**Was zu tun ist:** Können Sie den Testbericht zum Effektpedal Infinite Jets im Anschluss an seinen letzten Satz fortsetzen?

**Vorliegender Auszug:**
---------------

Mit dem Jet in die Unendlichkeit!
Aus Knoxville/Tennessee stammt die kleine Effektschmiede Hologram Electronics, die uns mit ihrer aktuellen Kreation beglückt: dem als „Resynthesizer“ bezeichneten Bodentreter namens Infinite Jets. Der hierzulande mit 495,- Euro nicht ganz billig zu habende Spaß wird als Effektsuite, die das Instrument auf neue und aufregende Weise transformiert beworben. Was genau also erwartet den interessierten Instrumentalisten eigentlich bei der Begegnung mit einem Resynthesizer?
Infinite Jets – Facts & Features
Vorab der Versuch, das Funktionsprinzip des Infinite Jets in einem Satz zusammenzufassen: Es handelt sich grob gesagt um einen zweikanaligen Sampler mit sehr kurzer Sampling-Zeit, der das Input-Signal aufzeichnet, dann resynthetisiert wiedergibt und dabei vielfältig moduliert mit Effekten, Hüllkurven oder einem LFO. Sämtliche Möglichkeiten, dieses Gerätes auszuleuchten, würde den Rahmen eines Testberichtes bei Weitem sprengen, aber ich werde mein Möglichstes tun!
Neben einem Aufkleber umfasst der Lieferumfang lediglich den Originalkarton und ein ausführliches gedrucktes Handbuch in Englisch. Was fehlt, ist leider ein passendes Netzteil, wobei es ein üblicher Netzadapter mit 9 Volt und mindestens 200 Milliampere sein sollte.
Das Auge isst bekanntlich mit und hier hat die amerikanische Tretmine bereits einiges zu bieten: In schmuckem Cremeweiß betritt der Testkandidat das Testlabor mit schwarz eingefassten weißen Potiknöpfen und einer Beschriftung, die zwischen türkis, himmelblau, orange und schwarz changiert. Mit 185 x 117 x 36 mm ist er nicht gerade klein und mit 635 Gramm dafür nicht besonders schwer.
Übersichtlich angeordnet teilen sich sechs Drehknöpfe, davon einer mit Rasterung, ein Dreiwege-Kippschalter, drei Fußtaster und eine Art Kontrollpanel, bestehend aus vier mehrfarbigen LEDs die Oberseite.
Von den drei Fußtastern ist lediglich dem zentral Liegenden eine LED zugeordnet. Dieser dient dem Aktivieren des Gerätes, dementsprechend leuchtet die LED im Bypass rot und bei aktiviertem Effekt in freundlichem Türkis. In Blau erstrahlt dieses Lämpchen, wenn Reglerbewegungen aufgezeichnet werden, was in der Tat möglich ist, dazu später mehr! Die beiden anderen, mit „A“ und „B“ bezeichneten Taster sind den beiden Samplekanälen zugeordnet und kommen ohne LED aus.
Gitarren Samplerpedal
Mittig rechts sind vier LEDs angeordnet (3 + 1), die diverse Kontrollfunktionen übernehmen, in der oberen Reihe befindet sich zunächst der Indikator für den Samplerkanal A, welcher das Outputsignal dieses Kanals anzeigt. Mittig platziert ist der Indikator für das Inputsignal, gefolgt von dem für den Samplerkanal B. Unterhalb mittig sitzt dann noch das Lämpchen mit der Bezeichnung „Mod“, welches leuchtet, wenn das Signal auf eine der vielfältigen Möglichkeiten moduliert wird.

---------------

(Datensätze mit Positionsannotationen)
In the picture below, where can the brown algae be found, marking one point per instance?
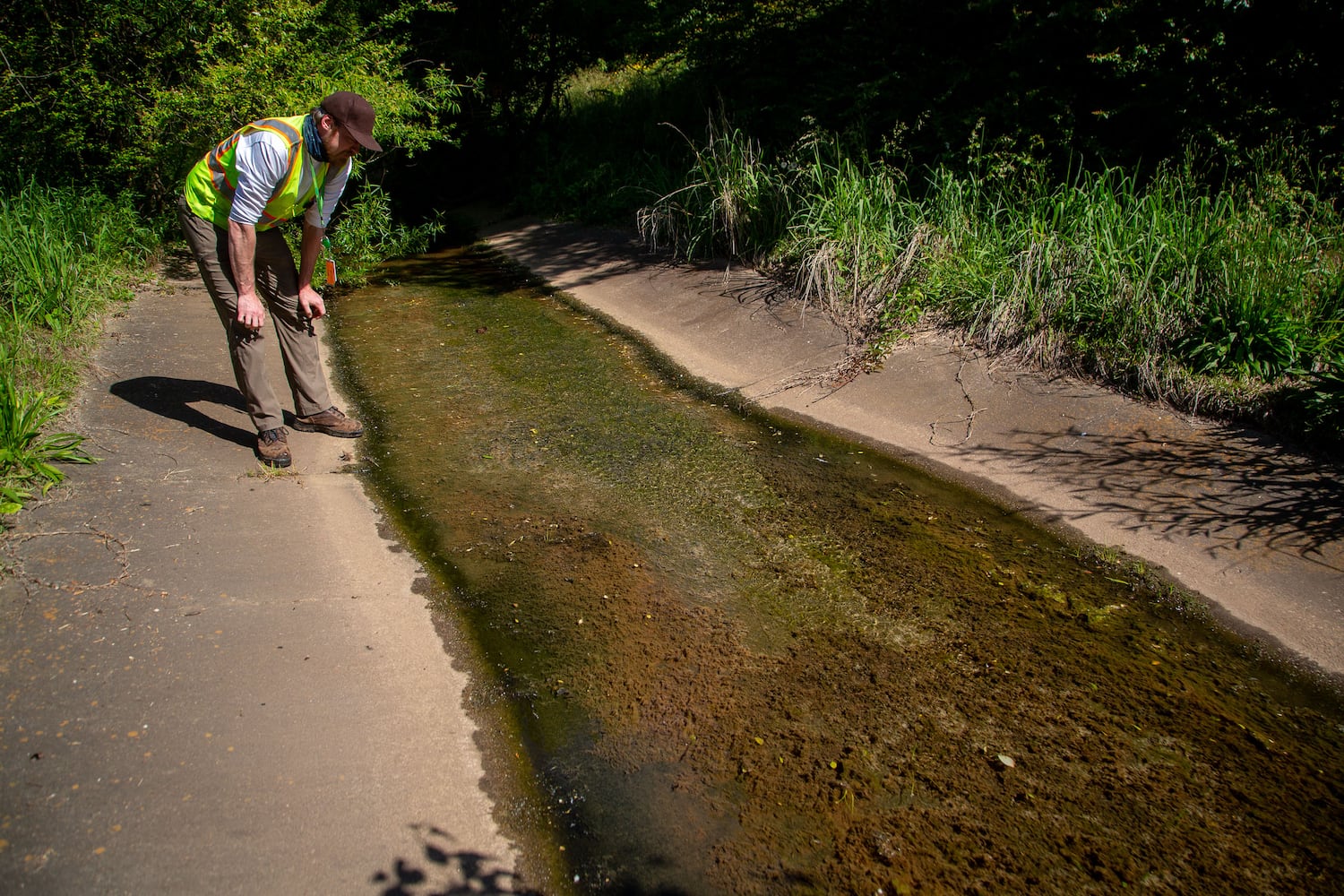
(752, 659)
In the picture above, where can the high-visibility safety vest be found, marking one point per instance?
(212, 180)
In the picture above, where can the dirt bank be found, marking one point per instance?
(1246, 521)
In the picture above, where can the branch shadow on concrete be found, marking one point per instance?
(174, 398)
(1236, 492)
(441, 871)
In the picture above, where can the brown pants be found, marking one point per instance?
(277, 285)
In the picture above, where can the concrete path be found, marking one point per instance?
(1252, 524)
(223, 681)
(220, 681)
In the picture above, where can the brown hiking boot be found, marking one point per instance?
(331, 422)
(273, 447)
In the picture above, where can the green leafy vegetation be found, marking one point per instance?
(1225, 301)
(1140, 190)
(65, 255)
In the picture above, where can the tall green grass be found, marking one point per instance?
(65, 254)
(1225, 298)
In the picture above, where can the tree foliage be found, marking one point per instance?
(132, 91)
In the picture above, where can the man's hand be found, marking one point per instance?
(311, 303)
(252, 314)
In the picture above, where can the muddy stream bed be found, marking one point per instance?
(742, 657)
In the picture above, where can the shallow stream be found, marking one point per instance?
(750, 659)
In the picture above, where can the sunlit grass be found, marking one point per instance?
(65, 254)
(1219, 298)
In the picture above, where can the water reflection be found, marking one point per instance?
(752, 659)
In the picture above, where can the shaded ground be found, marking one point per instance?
(1249, 521)
(755, 659)
(217, 678)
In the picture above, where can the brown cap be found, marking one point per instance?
(355, 115)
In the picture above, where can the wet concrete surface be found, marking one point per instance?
(215, 678)
(1246, 520)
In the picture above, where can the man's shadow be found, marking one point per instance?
(174, 398)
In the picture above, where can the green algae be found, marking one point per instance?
(747, 657)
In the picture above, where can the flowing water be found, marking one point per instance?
(742, 657)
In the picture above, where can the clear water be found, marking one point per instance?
(746, 657)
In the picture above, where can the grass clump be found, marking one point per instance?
(65, 254)
(1218, 298)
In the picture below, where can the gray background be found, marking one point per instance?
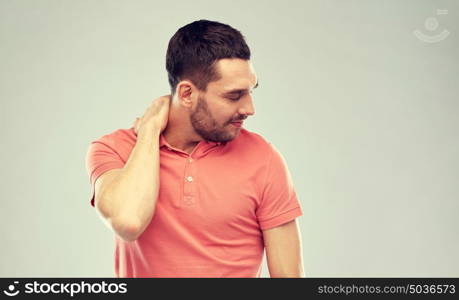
(364, 113)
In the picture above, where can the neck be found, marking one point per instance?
(179, 133)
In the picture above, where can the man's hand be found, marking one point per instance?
(155, 116)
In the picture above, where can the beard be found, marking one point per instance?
(205, 125)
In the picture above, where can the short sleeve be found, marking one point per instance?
(279, 203)
(100, 158)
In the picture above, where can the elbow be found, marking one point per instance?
(127, 230)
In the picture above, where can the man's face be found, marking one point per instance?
(219, 113)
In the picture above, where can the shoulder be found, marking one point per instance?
(252, 143)
(120, 141)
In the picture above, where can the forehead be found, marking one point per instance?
(234, 73)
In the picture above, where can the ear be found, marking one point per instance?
(186, 93)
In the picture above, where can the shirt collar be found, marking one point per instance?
(164, 143)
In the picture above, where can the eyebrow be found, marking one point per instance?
(237, 91)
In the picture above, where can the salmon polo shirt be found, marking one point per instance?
(211, 209)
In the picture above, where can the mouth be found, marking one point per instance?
(237, 124)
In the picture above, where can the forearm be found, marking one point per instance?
(130, 199)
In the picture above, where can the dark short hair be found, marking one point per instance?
(196, 47)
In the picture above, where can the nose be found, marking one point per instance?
(247, 107)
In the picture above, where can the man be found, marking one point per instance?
(187, 191)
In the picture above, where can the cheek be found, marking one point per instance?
(224, 113)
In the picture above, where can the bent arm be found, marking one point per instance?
(284, 250)
(126, 198)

---------------

**Schriftliche Antwort:**
Betrachten wir uns nun die Drehregler von rechts nach links, wobei „Env Shape“ den Anfang macht und eine Auswahl von sechs verschiedenen Schwingungsformen anbietet, welche die Hüllkurve der Samplerkanäle formen. Direkt daneben befindet sich „Env Time“, der die Dauer des Durchlaufs der angewählten Schwigungsform bestimmt, dabei auch unendlich anbietet. Wobei der Sound so lange klingt, bis der nächste getriggert wird. Außerdem gibt es hier noch den „Repeat Waveform“ Modus, der die angewählte Schwigung loopt.
Oben rechts befinden sich die beiden Regler „Drive“, welcher eine analoge stufenlos dosierbare Verzerrerschaltung gleichzeitig für das Eingangssignal wie für den Synthsound anbietet und „Dry“, mit dem das Eingangssignal zugemischt werden kann. Für Modulationen ist der „Dimension“-Regler zuständig und für die Anwahl der vier verschiedenen Modi oder der beiden speicherbaren User-Presets das 10-fach gerasterte „Voice“-Poti.
Ein dreifacher Kippschalter bestimmt den Triggermodus zwischen zwei automatischen und einem manuellen. Die beiden automatischen, bezeichnet mit „Poly“ und „Mono“, zeichnen selbstständig Fragmente des Eingangssignals auf und geben diese je nach angewähltem Sampling Effect Style (siehe unten) automatisch wieder, wobei „Mono“ immer nur ein Sample auf einmal ausgibt und bei „Poly“ beide Samples ineinander übergehen. Im „Manual“-Modus entscheidet der User mit einem Tritt auf den entsprechenden Fußtaster, welcher Sampler wann sampelt.
An Anschlüssen gibt es sage und schreibe ganze drei Stück: „In“ und „Out“ als Monoklinke und ein Anschluss für ein Expressionpedal. Somit ist auch klar, dass es sich um ein Monopedal handelt.
Die vier Sampling Effect Styles des Infinite Jets
Mit dem „Voice“-Knopf wird zwischen den vier sogenannten Sampling-Effect-Styles gewählt, die sowohl grundsätzlich über Textur und Art des Sounds als auch über die Modulationsziele bestimmen, diese sind nämlich für jeden Style verschieden und diesem jeweils fest zugeordnet. Diese Modulationsziele sind immer direkt über den Dimensionregler im Zugriff.
- BLUR
Bei diesem Style handelt sich um eine Art „Freeze“-Sampling, ähnlich dem des Ehx Superego. Neben der Standardbetriebsart, bei der die Originaltonhöhe beibehalten wird, gibt es noch die Möglichkeiten, das Ganze entweder eine Oktave höher, eine Oktave tiefer oder eine Oktave höher und eine Oktave tiefer wiederzugeben. Mit dem Dimensionregler wird eine Kombination aus Delay, Filter und Feedback dosiert.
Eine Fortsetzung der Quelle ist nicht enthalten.